## Items

-----

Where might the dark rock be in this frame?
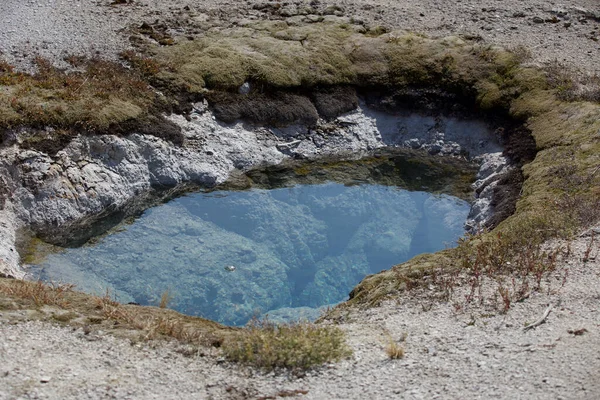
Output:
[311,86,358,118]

-----

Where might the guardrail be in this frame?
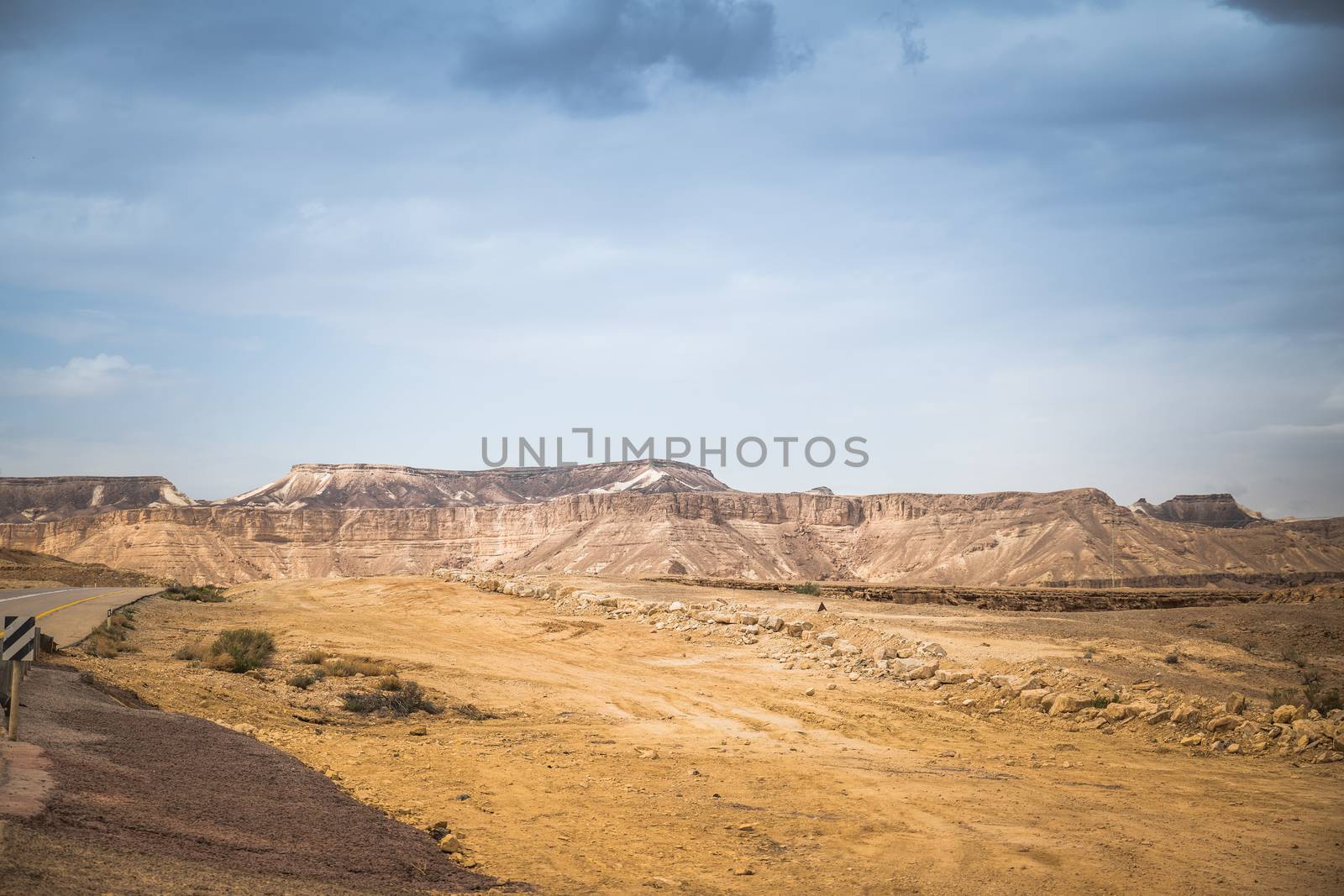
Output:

-----

## Problem
Rewrite the listing as a JSON list of strings with one string per line, starting at the line with "Where might the dark rock be in this frame?" and continuing up to and including the line with "[311,86,358,118]". Skip blank lines and leave the pictures out.

## Completed task
[
  "Where might the dark rock be in this frame?",
  "Output:",
  "[311,86,358,118]"
]